• _WHAT YOU WILL DO_:
In the sleep apnea and diabetes text, what percentage of obese patients with type 2 diabetes have sleep apnea?

____ TEXT BLOCK

The relationship between type 2 diabetes and obstructive sleep apnea may be perceived as one of those “what came first, the chicken or the egg?” philosophical quandaries, but it seems like they are more one and the same than anything else. It is estimated that 50% of individuals who suffer from sleep apnea also have diabetes – in obese patients with type 2 diabetes, almost 86% have sleep apnea. The link is, indeed, unmistakable. It is commonly known that obesity is a risk factor for type 2 diabetes, but many people don’t know that sleep apnea can also be a risk factor. Understanding this link is important, because studies show that if you treat the sleep apnea – with regular CPAP therapy – you could also treat the diabetes.
What is the answer to fighting type 2 diabetes? The answer is simple: dedicated, nightly CPAP treatment.
You have probably heard a lot about type 2 diabetes, especially as America’s waist line gets bigger and bigger – we might as well change our slogan from “Land of the Free, Home of the Brave” to “Can You Put More Butter on This?” But many people don’t even know what type 2 diabetes is and why it’s so bad. Type 2 diabetes is a condition whereby your body does not produce enough insulin. Insulin is a hormone that is produced by the pancreas that tells the liver and other fat tissue to absorb glucose, which is most commonly known by its stage name: sugar. When the blood has too much glucose coursing through it, havoc can ensue. Type 2 diabetes is considered a metabolic disease that continually gets worse – symptoms may start as frequent urination, but if left untreated could cause blindness and even death.
How does sleep apnea cause diabetes? Obstructive sleep apnea causes the sufferer to stop breathing for multiple minutes – sometimes hundreds of times a night. You can think of it like continually getting dunked underwater by your older brother’s annoying friends, but instead of doing it a few times – they keep doing it and doing and doing it – each time slowly starving you of oxygen. Overtime, this can start to affect your body’s ability to produce insulin and tolerate glucose, which can cause the sleep apnea sufferer to essentially become diabetic. Some of the initial onset symptoms of diabetes include feeling exceptionally thirsty, nauseous, and lightheaded. The real kicker is that diabetes can also negatively affect your sleeping patterns – as if sleep apnea hasn’t done enough damage in that department!

________
____ PROVIDED DATA

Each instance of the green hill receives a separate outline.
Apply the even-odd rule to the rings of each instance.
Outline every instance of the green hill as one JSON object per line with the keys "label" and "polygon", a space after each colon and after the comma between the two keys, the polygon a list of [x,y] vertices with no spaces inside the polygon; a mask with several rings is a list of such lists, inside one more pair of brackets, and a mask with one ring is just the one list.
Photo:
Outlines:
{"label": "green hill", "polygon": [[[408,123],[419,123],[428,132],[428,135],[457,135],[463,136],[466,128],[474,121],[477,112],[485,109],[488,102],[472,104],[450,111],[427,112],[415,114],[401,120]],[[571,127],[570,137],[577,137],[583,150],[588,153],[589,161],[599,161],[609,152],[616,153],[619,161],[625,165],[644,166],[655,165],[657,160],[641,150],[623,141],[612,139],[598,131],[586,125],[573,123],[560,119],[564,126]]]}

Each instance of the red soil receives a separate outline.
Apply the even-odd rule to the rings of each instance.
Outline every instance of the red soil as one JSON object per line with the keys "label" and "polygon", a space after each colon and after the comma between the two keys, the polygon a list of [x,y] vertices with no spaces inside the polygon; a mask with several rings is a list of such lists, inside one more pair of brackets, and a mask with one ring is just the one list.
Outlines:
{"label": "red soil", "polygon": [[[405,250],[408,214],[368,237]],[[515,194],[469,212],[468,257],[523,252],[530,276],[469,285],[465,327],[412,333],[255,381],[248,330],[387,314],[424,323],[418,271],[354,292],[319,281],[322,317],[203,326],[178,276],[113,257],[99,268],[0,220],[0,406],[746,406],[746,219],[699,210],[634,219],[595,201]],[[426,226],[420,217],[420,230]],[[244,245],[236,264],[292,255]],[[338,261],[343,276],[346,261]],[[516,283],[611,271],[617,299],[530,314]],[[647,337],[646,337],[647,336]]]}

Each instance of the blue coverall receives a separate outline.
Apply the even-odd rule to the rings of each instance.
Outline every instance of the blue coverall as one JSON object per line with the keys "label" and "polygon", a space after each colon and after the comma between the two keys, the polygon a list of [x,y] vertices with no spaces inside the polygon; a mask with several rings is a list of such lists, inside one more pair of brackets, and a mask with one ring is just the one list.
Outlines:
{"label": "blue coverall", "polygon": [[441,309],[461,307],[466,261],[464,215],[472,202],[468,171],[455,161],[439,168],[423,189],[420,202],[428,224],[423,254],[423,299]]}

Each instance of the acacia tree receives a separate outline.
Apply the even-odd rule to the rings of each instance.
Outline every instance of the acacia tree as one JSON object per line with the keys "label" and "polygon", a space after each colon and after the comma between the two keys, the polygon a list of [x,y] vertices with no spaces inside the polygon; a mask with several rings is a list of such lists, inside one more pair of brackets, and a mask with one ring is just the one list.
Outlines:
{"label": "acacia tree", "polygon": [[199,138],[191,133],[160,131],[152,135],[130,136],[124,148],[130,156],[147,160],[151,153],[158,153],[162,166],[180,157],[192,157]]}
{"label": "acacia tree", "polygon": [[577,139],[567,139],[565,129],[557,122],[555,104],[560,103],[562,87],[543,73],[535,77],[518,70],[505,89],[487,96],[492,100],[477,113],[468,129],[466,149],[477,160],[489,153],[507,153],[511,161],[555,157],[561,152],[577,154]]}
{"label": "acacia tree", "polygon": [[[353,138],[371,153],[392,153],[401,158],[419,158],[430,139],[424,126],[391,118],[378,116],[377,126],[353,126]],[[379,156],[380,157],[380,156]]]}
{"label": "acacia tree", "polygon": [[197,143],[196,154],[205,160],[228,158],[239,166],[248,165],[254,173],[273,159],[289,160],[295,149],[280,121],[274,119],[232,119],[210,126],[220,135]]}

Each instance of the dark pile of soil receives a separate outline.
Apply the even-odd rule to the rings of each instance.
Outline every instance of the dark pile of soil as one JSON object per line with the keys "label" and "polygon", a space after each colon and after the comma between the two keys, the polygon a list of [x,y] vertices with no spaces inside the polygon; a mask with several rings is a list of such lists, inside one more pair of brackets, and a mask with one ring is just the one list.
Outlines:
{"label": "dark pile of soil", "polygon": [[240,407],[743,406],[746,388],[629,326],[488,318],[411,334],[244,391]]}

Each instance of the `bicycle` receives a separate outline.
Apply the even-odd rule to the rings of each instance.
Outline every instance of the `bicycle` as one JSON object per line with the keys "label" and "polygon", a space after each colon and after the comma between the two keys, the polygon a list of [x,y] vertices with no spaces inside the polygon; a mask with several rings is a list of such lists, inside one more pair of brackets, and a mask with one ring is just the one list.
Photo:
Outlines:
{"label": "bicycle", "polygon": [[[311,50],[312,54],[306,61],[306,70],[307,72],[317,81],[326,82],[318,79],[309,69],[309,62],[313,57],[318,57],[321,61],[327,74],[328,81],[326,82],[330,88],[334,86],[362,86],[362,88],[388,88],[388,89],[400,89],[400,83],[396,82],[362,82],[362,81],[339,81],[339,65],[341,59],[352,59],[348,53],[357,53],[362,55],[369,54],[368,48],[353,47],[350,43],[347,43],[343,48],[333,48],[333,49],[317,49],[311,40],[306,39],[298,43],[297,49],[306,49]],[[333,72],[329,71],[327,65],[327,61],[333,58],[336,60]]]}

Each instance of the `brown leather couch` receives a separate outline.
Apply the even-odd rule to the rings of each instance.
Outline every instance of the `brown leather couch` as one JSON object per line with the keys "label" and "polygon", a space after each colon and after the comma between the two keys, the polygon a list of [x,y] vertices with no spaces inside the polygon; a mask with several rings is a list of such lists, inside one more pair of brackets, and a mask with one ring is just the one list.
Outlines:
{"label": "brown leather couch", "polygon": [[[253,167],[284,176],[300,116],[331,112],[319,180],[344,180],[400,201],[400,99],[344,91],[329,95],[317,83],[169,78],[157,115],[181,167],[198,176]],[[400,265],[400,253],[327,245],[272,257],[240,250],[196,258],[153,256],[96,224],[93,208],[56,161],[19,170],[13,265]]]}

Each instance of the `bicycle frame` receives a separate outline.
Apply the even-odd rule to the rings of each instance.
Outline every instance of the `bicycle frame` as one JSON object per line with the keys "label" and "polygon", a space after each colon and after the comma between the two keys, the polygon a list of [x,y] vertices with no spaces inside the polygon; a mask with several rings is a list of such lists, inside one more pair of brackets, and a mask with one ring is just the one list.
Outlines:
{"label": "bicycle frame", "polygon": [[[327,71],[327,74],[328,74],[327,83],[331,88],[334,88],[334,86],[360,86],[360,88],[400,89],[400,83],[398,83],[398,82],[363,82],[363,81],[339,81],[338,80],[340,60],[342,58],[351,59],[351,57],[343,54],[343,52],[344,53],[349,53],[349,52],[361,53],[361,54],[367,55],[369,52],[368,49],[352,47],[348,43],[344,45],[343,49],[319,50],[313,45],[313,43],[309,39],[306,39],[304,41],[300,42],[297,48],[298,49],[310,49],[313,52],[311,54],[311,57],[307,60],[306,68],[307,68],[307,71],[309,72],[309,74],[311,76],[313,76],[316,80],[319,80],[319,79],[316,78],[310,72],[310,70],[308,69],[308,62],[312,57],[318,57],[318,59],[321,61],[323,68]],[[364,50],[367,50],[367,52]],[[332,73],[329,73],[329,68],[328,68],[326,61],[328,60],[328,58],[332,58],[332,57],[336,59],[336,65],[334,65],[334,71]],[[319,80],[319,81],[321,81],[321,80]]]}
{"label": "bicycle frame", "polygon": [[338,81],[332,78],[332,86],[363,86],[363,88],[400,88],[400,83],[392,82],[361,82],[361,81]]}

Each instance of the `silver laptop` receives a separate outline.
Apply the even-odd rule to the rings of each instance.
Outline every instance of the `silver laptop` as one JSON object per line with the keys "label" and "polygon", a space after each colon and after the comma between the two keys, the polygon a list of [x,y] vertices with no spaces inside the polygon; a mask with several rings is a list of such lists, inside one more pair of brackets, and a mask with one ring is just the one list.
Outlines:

________

• _RESULT_:
Almost 86%.